### Yazılı Problem A
Kayıtlarda "window" sözcüğünü içeren her satırı bulup kopyalayın. Büyük-küçük harf ayrımı dikkate alınmalıdır.

### Belge
━━━

Hulki İlgün: Davran bakalım Celil

Güncelleme Tarihi:

Hulki İlgün: Davran bakalım Celil
Oluşturulma Tarihi: Ocak 13, 2001 00:00

Hulki İLGÜN
Haberin Devamı

Faks İstanbul Maltepe'den Davut Hoşgör'den geliyor. ‘‘Fenerbahçe'nin son yıllardaki en şanssız transferlerinden biri Samsun'lu Celil. Fener'e daha adımını attı, sakatlandı. Böylece sol kanadımız sadece Abdullah'a kalıp, uzun süre aksadı. Sol ayaklı Baliç, Revivo ve Rapaiç zaman zaman o boşluğu doldurmaya çalıştılar ama gerçek sol açık olmadıkları için, şu ana kadar yine de iyi idare ettiler. Şimdilerde Celil'in iyileşip antrenmalara başladığını duyduk. Bu nedenle de Celil'imize (Davran Bakalım, bize borcunu öde) diyoruz. Haksız mıyız abicim’’

Hem de yerden göğe haklısınız. Ben de Celil'i severim ve bu borcunu en kısa sürede önce hocası Denizli'nin gözüne, daha sonra da takımın 11'ine girip, ödeyeceğine inanıyorum.

━━━

### Sağlanan Veriler
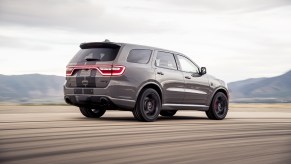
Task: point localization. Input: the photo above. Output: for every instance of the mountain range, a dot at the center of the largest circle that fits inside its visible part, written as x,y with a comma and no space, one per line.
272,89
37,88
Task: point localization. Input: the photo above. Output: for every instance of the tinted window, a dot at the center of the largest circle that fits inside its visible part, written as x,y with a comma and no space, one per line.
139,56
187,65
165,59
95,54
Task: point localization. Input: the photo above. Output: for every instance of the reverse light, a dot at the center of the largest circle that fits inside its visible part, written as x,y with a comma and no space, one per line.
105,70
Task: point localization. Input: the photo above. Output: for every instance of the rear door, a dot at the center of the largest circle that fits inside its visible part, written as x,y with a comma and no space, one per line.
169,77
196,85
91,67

━━━

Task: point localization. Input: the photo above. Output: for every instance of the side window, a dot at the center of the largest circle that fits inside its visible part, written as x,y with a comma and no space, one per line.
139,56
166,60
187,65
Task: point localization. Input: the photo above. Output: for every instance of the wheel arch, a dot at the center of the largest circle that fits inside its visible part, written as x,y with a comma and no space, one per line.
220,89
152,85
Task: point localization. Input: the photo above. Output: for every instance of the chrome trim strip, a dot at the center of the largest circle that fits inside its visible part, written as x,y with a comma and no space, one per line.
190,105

━━━

### Yazılı Problem B
Belgeye göre Celil sakatlanınca Fenerbahçe'nin sol kanadı kime kaldı?

### Doğru Yanıt A
Task: point localization. Input: the photo above. Output: for every instance of the tinted window, a dot at the center of the largest circle that fits inside its visible part, written as x,y with a comma and no space, one per line.
Task: point localization. Input: the photo above. Output: for every instance of the side window, a dot at the center of the largest circle that fits inside its visible part, written as x,y with a comma and no space, one per line.

### Doğru Yanıt B
Abdullah'a kaldı.